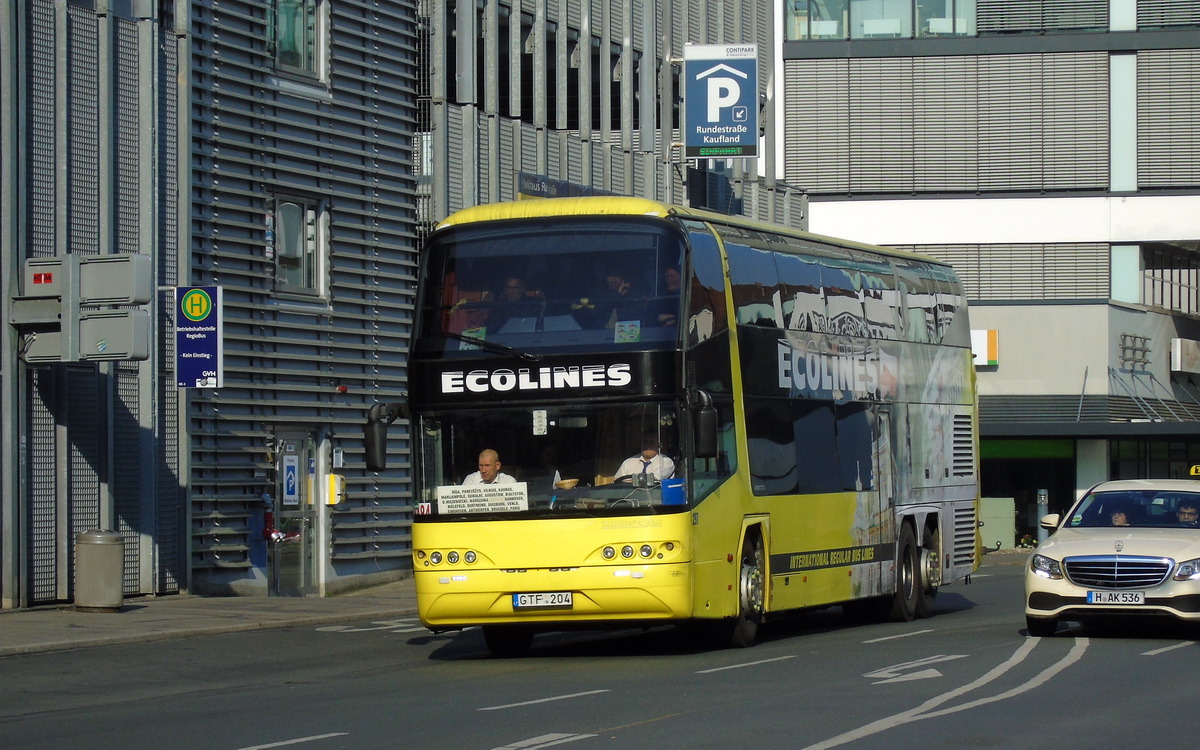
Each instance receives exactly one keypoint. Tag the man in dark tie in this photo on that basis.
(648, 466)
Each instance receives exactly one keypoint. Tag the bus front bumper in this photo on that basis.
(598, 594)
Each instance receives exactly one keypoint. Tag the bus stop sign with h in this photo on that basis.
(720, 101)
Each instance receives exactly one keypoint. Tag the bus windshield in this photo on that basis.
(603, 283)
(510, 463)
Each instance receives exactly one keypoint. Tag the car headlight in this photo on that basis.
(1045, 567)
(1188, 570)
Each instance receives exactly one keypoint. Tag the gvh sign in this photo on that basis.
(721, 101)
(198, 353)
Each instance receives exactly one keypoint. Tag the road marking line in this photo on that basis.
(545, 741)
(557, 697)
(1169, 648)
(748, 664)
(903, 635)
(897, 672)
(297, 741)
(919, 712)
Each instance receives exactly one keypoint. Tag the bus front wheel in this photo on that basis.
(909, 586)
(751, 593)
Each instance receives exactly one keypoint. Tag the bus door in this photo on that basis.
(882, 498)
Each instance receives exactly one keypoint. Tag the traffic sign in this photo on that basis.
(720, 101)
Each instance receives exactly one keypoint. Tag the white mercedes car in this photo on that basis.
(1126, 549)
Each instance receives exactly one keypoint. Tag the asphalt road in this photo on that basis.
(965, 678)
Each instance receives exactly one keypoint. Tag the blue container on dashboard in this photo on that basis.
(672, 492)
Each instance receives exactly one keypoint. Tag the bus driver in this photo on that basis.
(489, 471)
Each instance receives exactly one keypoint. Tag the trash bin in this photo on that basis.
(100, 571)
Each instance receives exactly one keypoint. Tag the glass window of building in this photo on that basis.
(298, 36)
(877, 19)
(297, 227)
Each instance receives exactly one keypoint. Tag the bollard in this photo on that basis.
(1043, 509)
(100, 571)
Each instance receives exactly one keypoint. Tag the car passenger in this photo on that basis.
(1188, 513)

# # # # #

● **Exercise details**: Can you lay out every line of the records above as a Markdown table with the columns Row and Line, skipping blank lines and leaving the pictures out?

● **Solution for this task**:
| Row | Line |
|---|---|
| 1 | Each instance receives exactly one keypoint. Tag the man in dark tie in this photo on that basis. |
| 2 | (648, 466) |
| 3 | Each instance receives exactly one keypoint. Tag the bus front bumper in this photo on that basis. |
| 4 | (598, 594) |
| 5 | Each instance receives exactly one keypoint. Tag the bus stop sign with h in this photo on that basis. |
| 6 | (720, 101) |
| 7 | Each instance receives exactly one keypoint. Tag the bus windshield in this photo on that basis. |
| 8 | (603, 283) |
| 9 | (510, 463) |
| 10 | Each instance receives exactly one keypoint. Tag the car headlight in this photo on that basis. |
| 11 | (1045, 567) |
| 12 | (1188, 570) |
| 13 | Each instance receives exactly one keypoint. Tag the gvh sign in this photo on that basis. |
| 14 | (721, 101) |
| 15 | (198, 353) |
| 16 | Each instance receives exactly one keypoint. Tag the road marking line in this photo on that basis. |
| 17 | (545, 741) |
| 18 | (557, 697) |
| 19 | (1169, 648) |
| 20 | (748, 664) |
| 21 | (903, 635) |
| 22 | (897, 672) |
| 23 | (297, 741) |
| 24 | (919, 712) |
| 25 | Each instance receives exactly one keypoint. Tag the bus front wheel in this photo on that basis. |
| 26 | (909, 586) |
| 27 | (751, 593) |
| 28 | Each instance receives exactly one keypoint. Tag the bus door in this photo on that basis. |
| 29 | (882, 498) |
| 30 | Each instance receives exactly one keypoint. Tag the traffic sign in this photo on that basis. |
| 31 | (720, 101) |
| 32 | Each instance receives exactly one keypoint. Tag the white mercedes car in this photo on that basis. |
| 33 | (1126, 549) |
| 34 | Each instance receives exactly one keypoint. Tag the asphalt road in this photo on that basis. |
| 35 | (965, 678) |
| 36 | Each instance receives exactly one keypoint. Tag the blue container on dashboard in this photo on that basis. |
| 37 | (672, 492) |
| 38 | Each instance receives exactly one keypoint. Tag the bus driver in this photo on that basis. |
| 39 | (489, 471) |
| 40 | Each instance receives exactly one keypoint. Tag the trash bin in this photo on that basis. |
| 41 | (100, 571) |
| 42 | Each instance receives exactly one keypoint. Tag the glass window of building in this photo on that basis. |
| 43 | (298, 36) |
| 44 | (877, 19) |
| 45 | (297, 227) |
| 46 | Each instance receives exactly one keypoint. Tag the bollard in this photo on that basis. |
| 47 | (1043, 509) |
| 48 | (100, 571) |
| 49 | Each instance receives exactly one keypoint. Tag the car passenger in this photo on that basis. |
| 50 | (1188, 513) |